Problem statement
Lay out the records below as a Markdown table with the columns n and Line, giving one row per line with its row number, and skip any blank lines. Leave the pictures out of the table.

Records from a data source
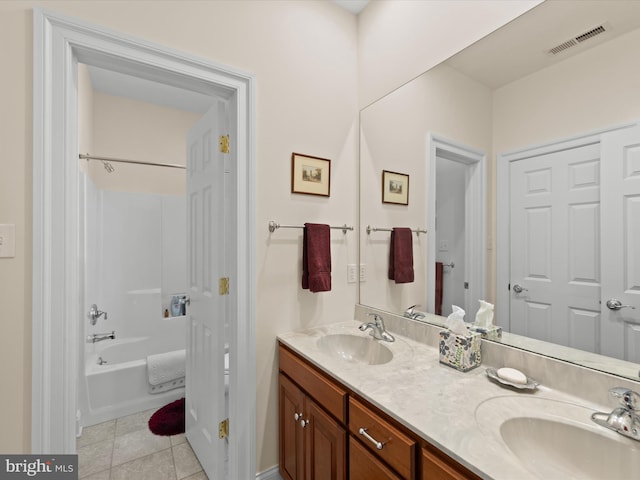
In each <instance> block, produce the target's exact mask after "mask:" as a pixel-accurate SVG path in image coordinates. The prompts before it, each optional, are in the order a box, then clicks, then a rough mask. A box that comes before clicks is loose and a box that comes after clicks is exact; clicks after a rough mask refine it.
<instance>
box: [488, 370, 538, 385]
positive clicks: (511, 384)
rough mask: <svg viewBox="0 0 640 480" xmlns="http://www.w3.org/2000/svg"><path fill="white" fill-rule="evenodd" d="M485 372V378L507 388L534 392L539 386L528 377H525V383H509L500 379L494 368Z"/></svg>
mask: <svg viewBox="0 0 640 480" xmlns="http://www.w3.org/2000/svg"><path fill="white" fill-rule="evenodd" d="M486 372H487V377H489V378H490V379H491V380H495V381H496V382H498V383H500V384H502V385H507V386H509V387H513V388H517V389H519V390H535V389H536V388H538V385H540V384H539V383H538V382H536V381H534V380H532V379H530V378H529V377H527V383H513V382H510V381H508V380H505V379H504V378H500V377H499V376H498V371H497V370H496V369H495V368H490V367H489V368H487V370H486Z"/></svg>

Solution
| n | Line |
|---|---|
| 1 | In each <instance> block, produce the target's exact mask after "mask:" as a pixel-accurate SVG path in image coordinates. The prompts before it, each optional, are in the order a box, then clicks, then a rough mask. A box that comes before clicks is loose and a box that comes after clicks is exact; clicks after a rough mask refine it. |
| 2 | <instance> |
| 3 | box: [488, 370, 538, 385] |
| 4 | positive clicks: (511, 384) |
| 5 | rough mask: <svg viewBox="0 0 640 480" xmlns="http://www.w3.org/2000/svg"><path fill="white" fill-rule="evenodd" d="M485 372V378L507 388L534 392L539 386L528 377H525V383H509L500 379L494 368Z"/></svg> |
| 6 | mask: <svg viewBox="0 0 640 480" xmlns="http://www.w3.org/2000/svg"><path fill="white" fill-rule="evenodd" d="M486 372H487V377H489V378H490V379H491V380H495V381H496V382H498V383H500V384H502V385H507V386H509V387H513V388H517V389H519V390H535V389H536V388H538V385H540V384H539V383H538V382H536V381H534V380H532V379H530V378H529V377H527V383H513V382H510V381H508V380H505V379H504V378H500V377H499V376H498V371H497V370H496V369H495V368H490V367H489V368H487V370H486Z"/></svg> |